___ Extrait

Les Contes et rêveries d’un planteur de choux ont eu leur succès au XIXe siècle, mais ils sont aujourd’hui trop peu connus, malheureusement.
Le planteur de choux en question n’est autre qu’Armand de Pontmartin, critique littéraire légitimiste qui est resté fidèle aux aînés des Bourbons et n’a jamais daigné servir des princes illégitimes, préférant ainsi regagner sa province avignonnaise plutôt que de rester dans un Paris hypocrite.
Si certains critiques littéraires se contentent de critiquer, Pontmartin a mis plusieurs fois la main à la pâte, et ses Contes et rêveries constituent un modèle de style dans la confection d’un petit roman, d’une nouvelle épistolaire, de nouvelles et d’articles amusants. La « littérature officielle » ne les ont pas retenus, en voulant à leur auteur d’avoir porté des jugements sévères sur plusieurs chouchous de la modernité ; mais le lecteur du XIXe siècle constatera aisément par lui-même ce qu’il en est.
Les Contes et rêveries d’un planteur de choux comprennent le roman Napoléon Potard, la nouvelle épistolaire Marguerite Vidal, les nouvelles Les Trois Veuves ainsi que Le Bouquet de marguerites, puis – pour finir – les articles formant les Silhouettes d’artistes en province.

______
___ Entrées répertoriées

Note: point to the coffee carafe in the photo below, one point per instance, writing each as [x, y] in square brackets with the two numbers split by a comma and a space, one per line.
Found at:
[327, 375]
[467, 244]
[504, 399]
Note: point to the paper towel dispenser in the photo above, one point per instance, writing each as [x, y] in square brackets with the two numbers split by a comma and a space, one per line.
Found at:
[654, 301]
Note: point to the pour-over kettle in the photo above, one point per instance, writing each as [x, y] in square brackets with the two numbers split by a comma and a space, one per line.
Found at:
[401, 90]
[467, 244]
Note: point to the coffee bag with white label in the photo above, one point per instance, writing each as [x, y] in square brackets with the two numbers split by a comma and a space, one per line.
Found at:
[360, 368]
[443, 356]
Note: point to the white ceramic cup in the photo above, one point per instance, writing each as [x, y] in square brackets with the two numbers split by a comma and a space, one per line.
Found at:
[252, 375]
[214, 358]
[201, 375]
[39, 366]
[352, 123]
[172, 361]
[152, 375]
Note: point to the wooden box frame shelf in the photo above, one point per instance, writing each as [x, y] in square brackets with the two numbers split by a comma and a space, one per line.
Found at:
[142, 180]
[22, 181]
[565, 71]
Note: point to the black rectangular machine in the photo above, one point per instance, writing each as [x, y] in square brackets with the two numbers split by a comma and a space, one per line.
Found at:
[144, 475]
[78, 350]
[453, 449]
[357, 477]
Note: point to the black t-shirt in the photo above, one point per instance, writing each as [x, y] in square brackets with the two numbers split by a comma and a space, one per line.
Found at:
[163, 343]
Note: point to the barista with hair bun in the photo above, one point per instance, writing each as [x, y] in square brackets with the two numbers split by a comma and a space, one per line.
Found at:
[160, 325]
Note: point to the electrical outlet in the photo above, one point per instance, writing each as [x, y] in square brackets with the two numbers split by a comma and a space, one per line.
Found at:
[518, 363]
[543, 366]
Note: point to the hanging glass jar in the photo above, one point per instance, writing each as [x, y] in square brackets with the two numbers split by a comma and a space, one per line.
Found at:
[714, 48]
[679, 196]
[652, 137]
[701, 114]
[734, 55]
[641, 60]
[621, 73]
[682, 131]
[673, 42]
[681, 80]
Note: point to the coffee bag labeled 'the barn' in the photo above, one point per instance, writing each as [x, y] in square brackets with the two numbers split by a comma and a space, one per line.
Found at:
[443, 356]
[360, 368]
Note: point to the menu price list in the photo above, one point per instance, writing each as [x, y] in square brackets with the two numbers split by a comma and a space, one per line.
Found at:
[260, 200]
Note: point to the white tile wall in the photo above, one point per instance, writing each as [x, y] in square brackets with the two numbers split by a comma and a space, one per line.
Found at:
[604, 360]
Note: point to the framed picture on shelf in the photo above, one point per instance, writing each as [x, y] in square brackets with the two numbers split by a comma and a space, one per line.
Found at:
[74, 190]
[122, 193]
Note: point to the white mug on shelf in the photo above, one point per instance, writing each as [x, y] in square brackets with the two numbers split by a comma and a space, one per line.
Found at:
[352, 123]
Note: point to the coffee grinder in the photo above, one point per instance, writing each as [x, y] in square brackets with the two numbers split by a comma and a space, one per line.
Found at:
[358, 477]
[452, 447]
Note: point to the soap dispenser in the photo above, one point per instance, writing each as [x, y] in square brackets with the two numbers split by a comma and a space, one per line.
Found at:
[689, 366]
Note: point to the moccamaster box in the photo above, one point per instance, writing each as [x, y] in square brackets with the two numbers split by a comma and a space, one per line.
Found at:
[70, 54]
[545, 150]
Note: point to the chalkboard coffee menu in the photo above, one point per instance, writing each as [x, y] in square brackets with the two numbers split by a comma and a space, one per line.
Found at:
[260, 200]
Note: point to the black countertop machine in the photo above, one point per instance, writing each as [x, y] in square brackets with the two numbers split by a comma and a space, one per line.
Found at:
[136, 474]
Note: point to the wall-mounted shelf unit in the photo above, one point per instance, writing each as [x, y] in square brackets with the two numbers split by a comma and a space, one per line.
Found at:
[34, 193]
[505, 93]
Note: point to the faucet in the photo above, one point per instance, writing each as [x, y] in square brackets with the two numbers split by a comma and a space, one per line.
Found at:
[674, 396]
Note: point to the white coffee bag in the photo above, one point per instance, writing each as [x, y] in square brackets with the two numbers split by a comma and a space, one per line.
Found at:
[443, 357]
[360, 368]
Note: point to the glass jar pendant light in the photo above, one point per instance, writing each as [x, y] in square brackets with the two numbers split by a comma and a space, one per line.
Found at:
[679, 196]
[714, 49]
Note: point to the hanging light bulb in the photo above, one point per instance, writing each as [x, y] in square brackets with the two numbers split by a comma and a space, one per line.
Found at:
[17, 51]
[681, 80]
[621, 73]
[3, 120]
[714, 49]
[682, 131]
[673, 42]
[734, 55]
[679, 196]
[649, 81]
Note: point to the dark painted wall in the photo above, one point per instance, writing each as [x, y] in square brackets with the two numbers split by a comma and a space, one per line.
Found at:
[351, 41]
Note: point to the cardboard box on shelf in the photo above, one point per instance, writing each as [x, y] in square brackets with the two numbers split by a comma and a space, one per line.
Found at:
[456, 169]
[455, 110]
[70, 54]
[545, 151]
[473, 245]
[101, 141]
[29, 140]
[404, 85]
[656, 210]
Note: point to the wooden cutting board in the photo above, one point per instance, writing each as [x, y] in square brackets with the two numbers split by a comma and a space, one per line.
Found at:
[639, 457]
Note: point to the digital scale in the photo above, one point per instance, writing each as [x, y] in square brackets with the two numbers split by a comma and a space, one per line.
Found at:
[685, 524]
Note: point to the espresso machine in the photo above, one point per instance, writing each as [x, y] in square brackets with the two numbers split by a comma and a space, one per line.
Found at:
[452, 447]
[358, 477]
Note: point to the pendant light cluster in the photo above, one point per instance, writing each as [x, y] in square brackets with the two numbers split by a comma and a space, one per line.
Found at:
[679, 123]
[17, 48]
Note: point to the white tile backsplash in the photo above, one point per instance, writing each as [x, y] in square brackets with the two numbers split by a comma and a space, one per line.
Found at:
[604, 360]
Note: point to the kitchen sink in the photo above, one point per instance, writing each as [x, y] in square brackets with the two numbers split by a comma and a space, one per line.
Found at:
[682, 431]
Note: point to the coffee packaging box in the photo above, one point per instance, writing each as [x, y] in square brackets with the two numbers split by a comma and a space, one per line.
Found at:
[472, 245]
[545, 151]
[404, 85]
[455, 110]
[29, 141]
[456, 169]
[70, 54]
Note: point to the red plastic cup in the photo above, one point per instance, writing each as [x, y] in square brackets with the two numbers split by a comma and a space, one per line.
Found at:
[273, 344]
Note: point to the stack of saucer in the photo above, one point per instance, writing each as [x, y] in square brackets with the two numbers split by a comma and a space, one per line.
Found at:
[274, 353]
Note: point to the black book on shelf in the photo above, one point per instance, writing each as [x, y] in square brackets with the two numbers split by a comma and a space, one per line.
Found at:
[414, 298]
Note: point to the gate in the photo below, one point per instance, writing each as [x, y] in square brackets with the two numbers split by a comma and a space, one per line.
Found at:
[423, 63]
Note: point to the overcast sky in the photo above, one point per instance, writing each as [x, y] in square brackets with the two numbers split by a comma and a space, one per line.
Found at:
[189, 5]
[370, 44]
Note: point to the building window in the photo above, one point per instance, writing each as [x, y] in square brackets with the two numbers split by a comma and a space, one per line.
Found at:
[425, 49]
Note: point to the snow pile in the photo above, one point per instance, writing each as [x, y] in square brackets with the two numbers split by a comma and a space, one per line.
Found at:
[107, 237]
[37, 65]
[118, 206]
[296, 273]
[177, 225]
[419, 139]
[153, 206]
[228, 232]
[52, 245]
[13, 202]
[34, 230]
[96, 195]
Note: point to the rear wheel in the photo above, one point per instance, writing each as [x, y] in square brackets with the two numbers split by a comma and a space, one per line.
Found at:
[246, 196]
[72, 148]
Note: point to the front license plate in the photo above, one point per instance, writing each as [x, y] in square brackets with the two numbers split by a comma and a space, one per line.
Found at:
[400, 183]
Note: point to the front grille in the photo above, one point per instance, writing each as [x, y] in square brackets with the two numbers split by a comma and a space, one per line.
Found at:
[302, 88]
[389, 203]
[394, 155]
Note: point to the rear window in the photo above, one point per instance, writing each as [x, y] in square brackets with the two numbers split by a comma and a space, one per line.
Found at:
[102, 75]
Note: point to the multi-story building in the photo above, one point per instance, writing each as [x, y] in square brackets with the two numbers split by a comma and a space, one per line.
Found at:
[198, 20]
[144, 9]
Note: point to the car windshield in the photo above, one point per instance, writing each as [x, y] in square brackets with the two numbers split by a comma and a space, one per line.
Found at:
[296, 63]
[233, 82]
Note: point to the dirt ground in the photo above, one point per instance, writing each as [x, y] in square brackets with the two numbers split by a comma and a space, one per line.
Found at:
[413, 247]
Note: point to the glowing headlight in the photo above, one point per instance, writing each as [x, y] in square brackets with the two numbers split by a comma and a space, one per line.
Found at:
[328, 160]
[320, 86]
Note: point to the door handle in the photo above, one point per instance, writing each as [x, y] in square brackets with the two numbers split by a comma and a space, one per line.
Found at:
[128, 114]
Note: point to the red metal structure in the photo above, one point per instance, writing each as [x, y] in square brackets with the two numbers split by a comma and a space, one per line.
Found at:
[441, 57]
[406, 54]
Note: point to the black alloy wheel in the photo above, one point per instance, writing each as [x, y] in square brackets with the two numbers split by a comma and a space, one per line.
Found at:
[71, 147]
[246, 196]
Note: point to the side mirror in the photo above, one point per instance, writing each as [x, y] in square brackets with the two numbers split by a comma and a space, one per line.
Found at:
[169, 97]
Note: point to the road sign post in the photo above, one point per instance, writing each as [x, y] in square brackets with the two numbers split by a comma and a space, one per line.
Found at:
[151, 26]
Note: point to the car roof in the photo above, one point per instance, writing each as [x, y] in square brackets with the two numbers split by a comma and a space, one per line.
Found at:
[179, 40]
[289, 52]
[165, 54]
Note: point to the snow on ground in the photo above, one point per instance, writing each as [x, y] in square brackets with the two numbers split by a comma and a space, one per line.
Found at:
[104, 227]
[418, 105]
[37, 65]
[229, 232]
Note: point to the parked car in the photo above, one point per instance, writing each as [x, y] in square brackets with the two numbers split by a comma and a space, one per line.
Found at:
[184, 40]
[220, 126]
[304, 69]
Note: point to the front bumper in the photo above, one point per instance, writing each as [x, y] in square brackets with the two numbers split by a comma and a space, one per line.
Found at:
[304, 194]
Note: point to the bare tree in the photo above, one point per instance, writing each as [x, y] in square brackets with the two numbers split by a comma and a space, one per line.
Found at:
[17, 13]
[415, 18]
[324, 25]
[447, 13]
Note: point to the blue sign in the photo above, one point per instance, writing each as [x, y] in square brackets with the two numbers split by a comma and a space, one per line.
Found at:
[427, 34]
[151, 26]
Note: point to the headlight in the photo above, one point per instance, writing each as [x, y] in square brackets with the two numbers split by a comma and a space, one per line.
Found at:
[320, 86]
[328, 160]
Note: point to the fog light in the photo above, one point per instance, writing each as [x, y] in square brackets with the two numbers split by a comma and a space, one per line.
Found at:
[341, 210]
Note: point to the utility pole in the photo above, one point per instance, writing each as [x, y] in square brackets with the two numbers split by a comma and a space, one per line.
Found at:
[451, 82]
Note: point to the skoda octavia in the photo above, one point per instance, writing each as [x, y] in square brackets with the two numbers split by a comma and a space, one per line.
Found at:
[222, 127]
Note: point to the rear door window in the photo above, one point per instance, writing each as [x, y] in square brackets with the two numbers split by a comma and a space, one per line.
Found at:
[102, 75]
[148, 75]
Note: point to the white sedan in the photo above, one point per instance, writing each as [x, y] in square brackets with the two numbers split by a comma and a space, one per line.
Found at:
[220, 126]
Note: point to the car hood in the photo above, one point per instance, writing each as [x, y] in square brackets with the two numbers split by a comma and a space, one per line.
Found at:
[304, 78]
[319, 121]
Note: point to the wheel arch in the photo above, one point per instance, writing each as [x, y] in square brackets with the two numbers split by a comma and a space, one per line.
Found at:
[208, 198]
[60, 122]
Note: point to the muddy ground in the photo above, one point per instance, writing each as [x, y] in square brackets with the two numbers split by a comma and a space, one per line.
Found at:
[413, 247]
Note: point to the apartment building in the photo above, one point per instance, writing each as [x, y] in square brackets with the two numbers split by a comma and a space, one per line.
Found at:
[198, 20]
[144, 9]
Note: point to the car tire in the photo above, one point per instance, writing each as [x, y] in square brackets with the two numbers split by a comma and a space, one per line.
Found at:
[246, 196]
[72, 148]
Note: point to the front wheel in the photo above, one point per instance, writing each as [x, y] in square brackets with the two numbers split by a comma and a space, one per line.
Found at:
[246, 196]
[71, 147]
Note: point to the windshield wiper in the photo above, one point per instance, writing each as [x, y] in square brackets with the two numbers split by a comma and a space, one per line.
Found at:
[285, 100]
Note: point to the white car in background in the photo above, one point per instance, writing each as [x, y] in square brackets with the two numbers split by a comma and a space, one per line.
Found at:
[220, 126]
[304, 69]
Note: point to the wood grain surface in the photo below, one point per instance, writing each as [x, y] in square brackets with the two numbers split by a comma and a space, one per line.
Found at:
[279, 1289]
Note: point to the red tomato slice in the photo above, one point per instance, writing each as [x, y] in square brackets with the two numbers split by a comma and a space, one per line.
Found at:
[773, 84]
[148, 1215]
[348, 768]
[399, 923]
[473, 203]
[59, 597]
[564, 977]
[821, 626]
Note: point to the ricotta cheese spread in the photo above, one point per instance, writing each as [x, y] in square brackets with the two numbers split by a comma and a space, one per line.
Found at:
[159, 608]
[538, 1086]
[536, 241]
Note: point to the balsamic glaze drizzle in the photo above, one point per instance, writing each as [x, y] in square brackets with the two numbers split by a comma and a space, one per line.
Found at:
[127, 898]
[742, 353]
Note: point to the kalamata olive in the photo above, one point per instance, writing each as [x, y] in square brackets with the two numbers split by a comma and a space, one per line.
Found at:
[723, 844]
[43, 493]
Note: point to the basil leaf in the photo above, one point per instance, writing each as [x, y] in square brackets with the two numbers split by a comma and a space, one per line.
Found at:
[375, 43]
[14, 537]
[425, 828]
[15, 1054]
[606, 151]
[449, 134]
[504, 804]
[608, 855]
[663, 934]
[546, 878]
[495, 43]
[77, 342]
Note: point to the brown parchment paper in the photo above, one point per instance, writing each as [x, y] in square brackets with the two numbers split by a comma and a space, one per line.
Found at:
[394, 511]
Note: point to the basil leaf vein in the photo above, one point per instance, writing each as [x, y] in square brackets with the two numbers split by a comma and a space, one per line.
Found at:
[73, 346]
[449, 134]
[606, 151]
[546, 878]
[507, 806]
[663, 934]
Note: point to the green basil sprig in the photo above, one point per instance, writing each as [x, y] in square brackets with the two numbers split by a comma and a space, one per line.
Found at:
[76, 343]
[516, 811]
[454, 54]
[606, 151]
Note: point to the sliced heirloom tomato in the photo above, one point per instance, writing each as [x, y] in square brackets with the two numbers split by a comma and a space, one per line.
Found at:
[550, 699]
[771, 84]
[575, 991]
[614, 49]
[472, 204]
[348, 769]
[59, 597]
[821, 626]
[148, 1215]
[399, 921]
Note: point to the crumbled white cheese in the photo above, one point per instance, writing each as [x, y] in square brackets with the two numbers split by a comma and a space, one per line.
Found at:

______

- Consigne
Recopiez en entier l'extrait sur les Contes et rêveries d'un planteur de choux, sans y apporter la moindre modification. Ces enregistrements sont tirés d'une autre source.

- Résultat attendu
Les Contes et rêveries d’un planteur de choux ont eu leur succès au XIXe siècle, mais ils sont aujourd’hui trop peu connus, malheureusement.
Le planteur de choux en question n’est autre qu’Armand de Pontmartin, critique littéraire légitimiste qui est resté fidèle aux aînés des Bourbons et n’a jamais daigné servir des princes illégitimes, préférant ainsi regagner sa province avignonnaise plutôt que de rester dans un Paris hypocrite.
Si certains critiques littéraires se contentent de critiquer, Pontmartin a mis plusieurs fois la main à la pâte, et ses Contes et rêveries constituent un modèle de style dans la confection d’un petit roman, d’une nouvelle épistolaire, de nouvelles et d’articles amusants. La « littérature officielle » ne les ont pas retenus, en voulant à leur auteur d’avoir porté des jugements sévères sur plusieurs chouchous de la modernité ; mais le lecteur du XIXe siècle constatera aisément par lui-même ce qu’il en est.
Les Contes et rêveries d’un planteur de choux comprennent le roman Napoléon Potard, la nouvelle épistolaire Marguerite Vidal, les nouvelles Les Trois Veuves ainsi que Le Bouquet de marguerites, puis – pour finir – les articles formant les Silhouettes d’artistes en province.